[Lines of data]
⟨

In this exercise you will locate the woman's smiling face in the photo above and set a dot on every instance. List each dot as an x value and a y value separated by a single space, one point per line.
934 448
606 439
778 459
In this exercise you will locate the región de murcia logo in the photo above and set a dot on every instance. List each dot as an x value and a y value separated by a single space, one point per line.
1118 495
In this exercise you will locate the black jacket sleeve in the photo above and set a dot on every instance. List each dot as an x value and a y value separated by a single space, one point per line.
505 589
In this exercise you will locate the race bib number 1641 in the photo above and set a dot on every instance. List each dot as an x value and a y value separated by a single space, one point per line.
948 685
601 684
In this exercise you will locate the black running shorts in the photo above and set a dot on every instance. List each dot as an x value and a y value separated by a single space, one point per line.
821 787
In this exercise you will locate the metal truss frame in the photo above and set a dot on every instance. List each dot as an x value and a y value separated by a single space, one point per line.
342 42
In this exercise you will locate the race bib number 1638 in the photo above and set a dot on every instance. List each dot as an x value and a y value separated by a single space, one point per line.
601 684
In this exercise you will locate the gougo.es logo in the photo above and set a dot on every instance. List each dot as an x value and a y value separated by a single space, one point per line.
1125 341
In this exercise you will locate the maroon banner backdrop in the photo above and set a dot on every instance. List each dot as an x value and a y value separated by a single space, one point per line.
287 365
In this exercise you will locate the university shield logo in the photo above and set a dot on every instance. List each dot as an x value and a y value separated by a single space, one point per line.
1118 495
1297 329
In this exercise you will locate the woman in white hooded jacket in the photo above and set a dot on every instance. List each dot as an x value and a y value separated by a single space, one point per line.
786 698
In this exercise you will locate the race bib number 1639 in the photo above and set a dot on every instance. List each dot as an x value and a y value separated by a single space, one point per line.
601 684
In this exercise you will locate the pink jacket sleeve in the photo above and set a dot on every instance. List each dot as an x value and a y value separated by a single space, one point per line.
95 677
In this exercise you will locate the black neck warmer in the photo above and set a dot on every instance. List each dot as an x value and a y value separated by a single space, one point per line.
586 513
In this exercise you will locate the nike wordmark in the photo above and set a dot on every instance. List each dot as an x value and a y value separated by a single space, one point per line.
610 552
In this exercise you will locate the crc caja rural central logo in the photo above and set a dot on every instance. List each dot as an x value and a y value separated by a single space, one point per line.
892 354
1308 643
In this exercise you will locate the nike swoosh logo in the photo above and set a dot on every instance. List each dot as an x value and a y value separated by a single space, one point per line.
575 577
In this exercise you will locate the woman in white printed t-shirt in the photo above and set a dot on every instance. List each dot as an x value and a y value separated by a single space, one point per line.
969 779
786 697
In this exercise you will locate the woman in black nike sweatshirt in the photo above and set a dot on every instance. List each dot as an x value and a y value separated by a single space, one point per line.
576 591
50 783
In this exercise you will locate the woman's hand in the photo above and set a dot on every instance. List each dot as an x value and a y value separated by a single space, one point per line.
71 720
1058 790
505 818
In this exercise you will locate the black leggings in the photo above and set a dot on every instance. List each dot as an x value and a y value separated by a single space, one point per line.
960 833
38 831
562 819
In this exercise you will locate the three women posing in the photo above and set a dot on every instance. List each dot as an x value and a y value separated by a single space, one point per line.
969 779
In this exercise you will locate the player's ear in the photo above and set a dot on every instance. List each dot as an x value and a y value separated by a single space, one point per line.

⟩

Every entry should be output exactly as written, please.

In this exercise you will locate the woman's smiling face in the photo above and set a dot on every instance. List each dot as an x value and a y value separated by a single space, one point per line.
934 448
606 439
778 459
In this exercise you will locate the región de murcia logo in the photo above and set a dot on every instance. List each dot as an x value and a y value separated by a single space, one point per line.
1118 495
In this exercise you will locate the black jacket sleeve in the photo above and set a dot on every instance. List each dot as an x value and a y value separated by a single space, one point per line.
505 589
In this exercise you will locate the race bib number 1641 in the photo above and set a dot on every instance. List each dot as an x value and a y value separated by a single space, one point per line.
948 685
601 684
In this exercise you will locate the black running shorts in the photo above and set a dot on every instance. List each dot as an x value and a y value separated by a single space, one point per line.
821 787
In this exercise you will locate the metal truss frame in the photo above and set a dot on every instance. List each dot as an x value and a y value separated by a single space, one point per line.
342 42
In this exercise you will locate the race bib number 1638 in the photo above and set a dot on every instance. List each dot as an x value and a y value separated by a single space, one point per line.
601 684
In this exercise you will locate the gougo.es logo in the photo above and set a dot on every instance. List each dot as an x value and a y value separated by a single space, one point per line.
1125 341
In this exercise you will locate the maroon banner backdrop in the photo above and set a dot on every instance. List each dot as an x value and a y value separated by a single space, one point per line.
287 365
In this exercise you will locate the university shield logo in the photo above and set a dot on every instance. List each dot as an x value and a y value separated by a single space, one point per line.
1118 495
1297 329
In this exercise you will locate the woman in white hooded jacket in the photo above and set a dot on every instance. List each dot as an x value and a y value separated by a single space, one point per line.
786 698
In this exercise you will locate the race bib number 1639 in the photo above and set a dot on every instance. List each dot as an x value and a y value separated by a single space, one point per line.
601 684
In this exercise you will locate the pink jacket sleeve in the photo above and set a dot on every instance. List each dot as an x value and a y value separated by a single space, one point per line.
95 677
In this exercise you will locate the black neck warmer in the photo above and set a dot on every instance. List each dot as an x value and a y value separated by a single space, one point per line.
586 513
In this exercise you will locate the nike wordmark in the photo above and set a dot on every instance. List each dot as an x value and a y value separated by a single space, one point per line.
610 552
In this exercise you will locate the crc caja rural central logo in the photo above and set a dot on every instance. List each dot as an x value and a y value separated by a single space, one point per line.
892 354
1308 643
In this exercise you will locate the nike swoosh logo in the photo above and set a dot on every instance. List each dot as an x value and a y value separated by a single space, one point per line.
575 577
In this exercise you will locate the woman in white printed t-shirt in the photo above and set a dot on every instance. List each dot as an x value and a y value separated by a single space, one point per line.
969 779
786 697
In this exercise you will locate the woman in black nike sweatshirt in the photo above and set a dot on every instance. List each dot as an x value and a y value separated by a single space, one point per line.
576 591
50 783
In this exercise you will locate the woman's hand in the photo above and set a dot on every instance. List each dot as an x value and a y value separated by a single space, one point per line.
71 720
1058 790
505 818
In this exercise you will locate the black leggings in the photo above and set a dot on every instance. List each dot as an x value and a y value separated by a single space, one point per line.
960 833
38 831
562 819
In this exercise you will locate the three women posing in the photo above and set a dot on every instance. List each dot as an x value and a y value separated by a single space, one point per line.
969 779
In this exercise you will locate the player's ear in the photo above and set a dot on every instance. List each dot as an x value and a y value separated by a single space, one point per line.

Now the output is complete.